* _Aim of the exercise_
Nothing but the lines from the one with "The component shall place one marker per instance of the curved" through the final line of the entries below should be written out, each exactly as given.

* * * * * * *

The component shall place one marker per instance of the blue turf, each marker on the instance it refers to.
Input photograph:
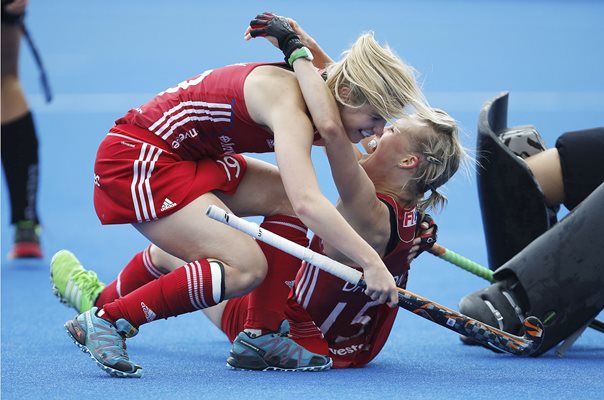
(104, 57)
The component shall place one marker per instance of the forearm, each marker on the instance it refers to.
(321, 58)
(319, 101)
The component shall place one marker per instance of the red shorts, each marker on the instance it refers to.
(137, 181)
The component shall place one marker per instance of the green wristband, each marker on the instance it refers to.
(302, 52)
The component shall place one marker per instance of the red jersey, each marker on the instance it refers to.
(203, 116)
(355, 327)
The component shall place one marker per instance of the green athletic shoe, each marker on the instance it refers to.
(72, 284)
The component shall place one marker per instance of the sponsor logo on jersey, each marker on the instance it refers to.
(149, 314)
(167, 204)
(182, 137)
(227, 145)
(349, 287)
(347, 350)
(128, 144)
(409, 218)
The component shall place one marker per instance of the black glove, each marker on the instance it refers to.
(427, 239)
(269, 24)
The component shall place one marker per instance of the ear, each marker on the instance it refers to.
(409, 161)
(344, 92)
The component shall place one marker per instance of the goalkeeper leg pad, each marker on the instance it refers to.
(559, 278)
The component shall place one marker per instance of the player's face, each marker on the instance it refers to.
(361, 122)
(396, 141)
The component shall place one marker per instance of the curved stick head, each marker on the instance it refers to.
(533, 331)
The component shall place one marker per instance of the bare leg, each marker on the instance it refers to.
(548, 172)
(190, 235)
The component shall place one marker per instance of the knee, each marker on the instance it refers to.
(245, 275)
(255, 269)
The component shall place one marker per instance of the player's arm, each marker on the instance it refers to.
(321, 58)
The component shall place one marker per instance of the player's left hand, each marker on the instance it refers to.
(425, 236)
(277, 30)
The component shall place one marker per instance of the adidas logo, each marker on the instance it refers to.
(149, 314)
(167, 204)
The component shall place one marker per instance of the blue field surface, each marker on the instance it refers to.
(104, 57)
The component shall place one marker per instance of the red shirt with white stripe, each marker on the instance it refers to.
(355, 327)
(203, 116)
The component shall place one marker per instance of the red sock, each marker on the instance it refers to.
(138, 272)
(196, 285)
(267, 302)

* * * * * * *

* _Answer for the task_
The component shall place one marker per instance of the curved stick head, each marker on the instance it refers to.
(533, 331)
The component shall place one marker per instance of the bare leg, each marker on the instance it refers to.
(548, 172)
(190, 235)
The component shall place one marker per instance of the knee, each marker on the instance it refers to.
(245, 275)
(255, 269)
The component shall place one marker per instance of the player's arm, each marker on the instance it refers to.
(321, 58)
The component shall place one marker per instance of the player's left hand, each marker on the instance it refers to.
(425, 236)
(277, 30)
The component shall place one marker per instance of the adidas logo, each marker on the instance it refers to.
(149, 314)
(167, 204)
The component shall place one marker per instance of the blue field surface, each marker on the instance it refers to.
(104, 57)
The component shall place one marker per instance of the red shirt with white stripe, each marker on the instance it refers to.
(355, 327)
(203, 116)
The component shall place one marker per instance of the red sock, each marker on the instance it refers to.
(138, 272)
(196, 285)
(267, 302)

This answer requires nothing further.